* Prompt 1: Please copy the listing word for word, from the line containing "Target: foliage in foreground" through the end of the listing.

* Reading passage:

┌──

37. I am satisfied that contact between the Appellant and Sponsor can be maintained by telephone or by utilising other tools of communication. Furthermore, the Sponsor can visit and spend time with the Appellant in Zimbabwe as she has done so on three occasions in the past. There appears to be no pressing need that would underpin a claim for entry clearance outside the Rules.
38. In short I find no evidence to justify a conclusion that there are compelling or compassionate features to this application.
39. I am mindful that my decision will be a disappointment to the Sponsor. However, when I stand back and look at the evidence as a whole, the end result does not make the position of the Appellant or the Sponsor rare or compelling, warranting entry outside the Rules. The maintenance of family life may be difficult but I cannot find that it is lost notwithstanding the Appellant and Sponsor live apart and in different countries.
40. I am satisfied that the decision to refuse entry clearance in this case is one that can be justified by the Respondent as a proportionate and fair balance between competing considerations."
9. So, the judge dismissed the Appellant's appeal.
10. That was not the end of the matter because the Appellant sought permission to appeal to the Upper Tribunal. In summary, it was contended in the grounds that the judge had erred in;
(a) failing to weigh in the balance, when considering Article 8 outside the Rules, her view that the Appellant, the Sponsor and the Sponsor's mother might be "innocent victims" with respect to the false birth certificate;
(b) failing to refer to the interests of wider family members including the UK based children of the Sponsor one of whom is disabled;
(c) failing to consider Article 8 outside the Rules in line with the five fold test set out in Razgar [2004] UKHL 27;
(d) failing to adequately consider particular family and other circumstances;
(e) failing to apply the judgment in Chikwamba [2008] UKHL 40;
(f) wrongly concluding that contact between the Appellant and Sponsor by way of "modern forms of communication" could be an adequate substitute for normal family life.
11. Permission to appeal was granted by a Judge of the First-tier Tribunal and the salient part of the grant reads as follows;
"The Grounds of Appeal disclosed an arguable error of law on the part of the judge. The judge made an arguable error of law in not carrying out a structured approach to a resolution of the Article 8 appeal and the judge did not carry out the sequential five step consideration suggested by Lord Bingham of Cornhill at paragraph 17 of judgment in R (Razgar v The Secretary of State for the Home Department) [2004] INLR 349 (HL). In failing to do so the judge made a further arguable error of law in failing to accord due weight to the family life which the Appellant had established before the date when the Respondent made the decision to refuse to grant entry clearance. All the suggested grounds are arguable".

└──

* Prompt 2:
Answer these questions from the tribunal decision:
(a) On how many occasions has the Sponsor visited the Appellant in Zimbabwe?
(b) Which judgment did the grounds say the judge failed to apply?
(c) Who granted permission to appeal?

* Provided data:
┌──

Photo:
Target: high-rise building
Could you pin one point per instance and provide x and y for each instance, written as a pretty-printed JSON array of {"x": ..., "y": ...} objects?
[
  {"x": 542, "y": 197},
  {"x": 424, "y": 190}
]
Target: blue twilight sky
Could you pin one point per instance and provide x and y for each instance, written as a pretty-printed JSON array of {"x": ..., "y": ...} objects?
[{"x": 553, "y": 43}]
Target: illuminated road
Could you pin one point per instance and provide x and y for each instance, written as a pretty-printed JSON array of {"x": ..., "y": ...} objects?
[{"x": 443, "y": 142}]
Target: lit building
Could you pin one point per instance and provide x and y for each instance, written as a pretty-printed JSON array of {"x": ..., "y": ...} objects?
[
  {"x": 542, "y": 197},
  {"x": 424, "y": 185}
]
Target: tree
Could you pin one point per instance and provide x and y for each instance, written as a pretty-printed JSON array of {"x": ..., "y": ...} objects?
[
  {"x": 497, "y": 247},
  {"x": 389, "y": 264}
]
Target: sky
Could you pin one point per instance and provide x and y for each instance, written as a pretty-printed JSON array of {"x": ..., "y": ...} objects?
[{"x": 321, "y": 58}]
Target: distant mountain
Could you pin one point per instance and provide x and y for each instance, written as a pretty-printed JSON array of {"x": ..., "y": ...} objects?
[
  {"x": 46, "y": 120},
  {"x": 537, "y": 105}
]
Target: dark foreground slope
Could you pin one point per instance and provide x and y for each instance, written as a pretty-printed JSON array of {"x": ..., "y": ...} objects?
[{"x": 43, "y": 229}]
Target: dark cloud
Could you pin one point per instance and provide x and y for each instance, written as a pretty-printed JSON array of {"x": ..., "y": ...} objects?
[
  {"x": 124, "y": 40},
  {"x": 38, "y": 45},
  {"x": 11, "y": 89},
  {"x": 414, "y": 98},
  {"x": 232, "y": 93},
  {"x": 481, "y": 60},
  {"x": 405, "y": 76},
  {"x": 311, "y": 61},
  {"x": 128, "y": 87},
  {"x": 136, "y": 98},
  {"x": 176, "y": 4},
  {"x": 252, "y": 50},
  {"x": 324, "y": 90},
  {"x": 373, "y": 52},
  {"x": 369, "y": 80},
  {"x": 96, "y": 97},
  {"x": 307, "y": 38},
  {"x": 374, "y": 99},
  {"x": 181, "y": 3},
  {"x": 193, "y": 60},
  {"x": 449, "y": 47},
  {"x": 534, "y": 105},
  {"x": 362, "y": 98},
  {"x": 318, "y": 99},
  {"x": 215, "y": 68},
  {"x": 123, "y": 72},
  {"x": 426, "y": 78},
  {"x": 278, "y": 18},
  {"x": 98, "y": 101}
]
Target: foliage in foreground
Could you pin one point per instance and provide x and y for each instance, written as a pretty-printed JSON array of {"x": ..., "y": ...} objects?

└──

* Output 1:
Target: foliage in foreground
Could you pin one point per instance and provide x and y for each instance, written as a pretty-printed JSON array of {"x": ..., "y": ...} objects?

* Output 2:
(a) Three.
(b) Chikwamba [2008] UKHL 40.
(c) A Judge of the First-tier Tribunal.